_What you have to do:_
From the records below, state how many lines hold the string "hand", without any other text.
START Working data
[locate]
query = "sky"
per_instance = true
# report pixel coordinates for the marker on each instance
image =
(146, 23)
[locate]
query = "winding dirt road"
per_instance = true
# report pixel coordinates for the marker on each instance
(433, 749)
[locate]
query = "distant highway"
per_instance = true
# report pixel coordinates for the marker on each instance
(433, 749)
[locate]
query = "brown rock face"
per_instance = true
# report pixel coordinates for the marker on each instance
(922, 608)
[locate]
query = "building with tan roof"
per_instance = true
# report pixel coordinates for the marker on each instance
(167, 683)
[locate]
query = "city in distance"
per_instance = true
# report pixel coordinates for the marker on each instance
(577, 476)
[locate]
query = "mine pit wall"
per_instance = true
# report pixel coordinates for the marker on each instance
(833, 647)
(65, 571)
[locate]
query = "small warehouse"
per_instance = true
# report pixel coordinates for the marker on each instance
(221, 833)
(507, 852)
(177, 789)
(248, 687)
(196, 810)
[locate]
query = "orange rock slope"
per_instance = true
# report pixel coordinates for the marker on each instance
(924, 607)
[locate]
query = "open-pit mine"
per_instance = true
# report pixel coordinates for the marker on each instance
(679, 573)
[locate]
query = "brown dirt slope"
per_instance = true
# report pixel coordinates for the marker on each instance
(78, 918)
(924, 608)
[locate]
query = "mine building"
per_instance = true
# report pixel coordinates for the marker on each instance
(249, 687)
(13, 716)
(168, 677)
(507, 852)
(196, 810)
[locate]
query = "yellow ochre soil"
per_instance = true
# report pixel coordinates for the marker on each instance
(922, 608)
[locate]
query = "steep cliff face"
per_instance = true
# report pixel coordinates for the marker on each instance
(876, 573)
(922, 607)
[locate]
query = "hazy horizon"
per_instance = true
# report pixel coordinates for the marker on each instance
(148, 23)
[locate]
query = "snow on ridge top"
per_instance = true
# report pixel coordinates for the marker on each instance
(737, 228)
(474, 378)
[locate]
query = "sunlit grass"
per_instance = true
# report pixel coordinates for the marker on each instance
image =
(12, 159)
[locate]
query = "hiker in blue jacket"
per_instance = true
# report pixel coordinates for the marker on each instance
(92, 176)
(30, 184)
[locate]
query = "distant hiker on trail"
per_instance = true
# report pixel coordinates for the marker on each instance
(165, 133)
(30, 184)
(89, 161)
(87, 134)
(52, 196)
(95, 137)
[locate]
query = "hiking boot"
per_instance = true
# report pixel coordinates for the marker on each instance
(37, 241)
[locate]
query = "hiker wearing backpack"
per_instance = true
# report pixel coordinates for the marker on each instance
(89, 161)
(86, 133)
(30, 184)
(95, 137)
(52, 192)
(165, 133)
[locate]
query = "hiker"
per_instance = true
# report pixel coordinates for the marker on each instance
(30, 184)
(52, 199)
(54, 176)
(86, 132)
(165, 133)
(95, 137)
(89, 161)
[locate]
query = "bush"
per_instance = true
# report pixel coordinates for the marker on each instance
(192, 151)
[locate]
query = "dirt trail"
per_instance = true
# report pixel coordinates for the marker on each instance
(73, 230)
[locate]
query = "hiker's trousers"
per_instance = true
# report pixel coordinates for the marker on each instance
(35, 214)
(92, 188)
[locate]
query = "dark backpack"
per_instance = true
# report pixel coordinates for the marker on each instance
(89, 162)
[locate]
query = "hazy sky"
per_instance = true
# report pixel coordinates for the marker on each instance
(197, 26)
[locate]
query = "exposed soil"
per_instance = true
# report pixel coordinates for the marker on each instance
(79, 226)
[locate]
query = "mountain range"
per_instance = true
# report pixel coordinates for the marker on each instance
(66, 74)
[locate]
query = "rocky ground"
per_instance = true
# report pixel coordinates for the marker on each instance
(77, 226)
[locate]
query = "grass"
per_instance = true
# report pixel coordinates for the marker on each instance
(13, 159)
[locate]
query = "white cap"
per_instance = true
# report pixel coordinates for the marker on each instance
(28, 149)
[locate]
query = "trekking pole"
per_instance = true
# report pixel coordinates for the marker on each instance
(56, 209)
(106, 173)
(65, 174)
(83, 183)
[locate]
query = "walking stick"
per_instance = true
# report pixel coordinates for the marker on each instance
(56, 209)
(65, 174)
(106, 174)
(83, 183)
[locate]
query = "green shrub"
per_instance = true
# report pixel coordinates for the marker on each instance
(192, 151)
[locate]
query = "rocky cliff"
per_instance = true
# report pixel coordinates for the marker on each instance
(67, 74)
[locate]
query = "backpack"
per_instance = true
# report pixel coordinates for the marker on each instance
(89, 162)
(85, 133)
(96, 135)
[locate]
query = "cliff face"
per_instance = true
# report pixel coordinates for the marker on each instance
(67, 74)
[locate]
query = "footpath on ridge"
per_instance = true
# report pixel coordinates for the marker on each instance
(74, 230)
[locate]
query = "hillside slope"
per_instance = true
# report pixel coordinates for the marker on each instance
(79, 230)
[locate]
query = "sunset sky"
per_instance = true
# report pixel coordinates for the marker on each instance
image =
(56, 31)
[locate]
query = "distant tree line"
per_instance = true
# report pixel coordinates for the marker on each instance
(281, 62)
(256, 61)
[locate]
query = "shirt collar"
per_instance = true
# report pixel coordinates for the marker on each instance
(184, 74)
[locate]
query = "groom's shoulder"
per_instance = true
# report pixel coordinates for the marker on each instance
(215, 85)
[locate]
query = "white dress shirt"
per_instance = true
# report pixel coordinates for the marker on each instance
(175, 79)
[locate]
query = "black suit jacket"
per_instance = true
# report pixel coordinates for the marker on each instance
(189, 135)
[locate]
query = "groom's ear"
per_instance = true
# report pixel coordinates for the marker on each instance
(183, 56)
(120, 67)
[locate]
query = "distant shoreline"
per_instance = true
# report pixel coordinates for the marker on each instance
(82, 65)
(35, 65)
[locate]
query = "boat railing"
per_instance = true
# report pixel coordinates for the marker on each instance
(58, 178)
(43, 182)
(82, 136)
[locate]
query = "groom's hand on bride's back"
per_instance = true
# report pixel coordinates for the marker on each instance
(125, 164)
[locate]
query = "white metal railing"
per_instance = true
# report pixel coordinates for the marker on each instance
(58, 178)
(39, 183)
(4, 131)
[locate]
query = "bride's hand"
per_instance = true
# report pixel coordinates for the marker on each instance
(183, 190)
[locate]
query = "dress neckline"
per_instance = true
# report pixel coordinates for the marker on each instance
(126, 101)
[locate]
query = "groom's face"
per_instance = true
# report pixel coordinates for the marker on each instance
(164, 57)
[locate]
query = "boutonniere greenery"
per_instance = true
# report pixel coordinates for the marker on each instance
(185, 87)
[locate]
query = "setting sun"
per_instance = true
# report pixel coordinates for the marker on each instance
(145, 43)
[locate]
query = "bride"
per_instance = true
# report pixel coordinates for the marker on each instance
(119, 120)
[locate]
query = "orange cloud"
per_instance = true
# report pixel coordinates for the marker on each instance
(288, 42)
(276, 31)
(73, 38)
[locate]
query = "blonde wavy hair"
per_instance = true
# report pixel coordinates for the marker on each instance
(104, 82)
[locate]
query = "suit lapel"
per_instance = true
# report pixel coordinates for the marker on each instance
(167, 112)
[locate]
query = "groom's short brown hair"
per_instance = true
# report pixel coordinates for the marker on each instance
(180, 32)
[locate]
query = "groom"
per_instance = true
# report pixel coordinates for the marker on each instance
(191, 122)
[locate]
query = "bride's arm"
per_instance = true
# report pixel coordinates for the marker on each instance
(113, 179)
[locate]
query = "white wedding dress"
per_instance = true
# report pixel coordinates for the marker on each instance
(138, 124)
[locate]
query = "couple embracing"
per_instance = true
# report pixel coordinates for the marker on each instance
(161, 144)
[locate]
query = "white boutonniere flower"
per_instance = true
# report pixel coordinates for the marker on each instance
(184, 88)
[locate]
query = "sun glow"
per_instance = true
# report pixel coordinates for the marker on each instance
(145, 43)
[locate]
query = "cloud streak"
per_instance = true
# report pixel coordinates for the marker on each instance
END Working data
_Final answer:_
2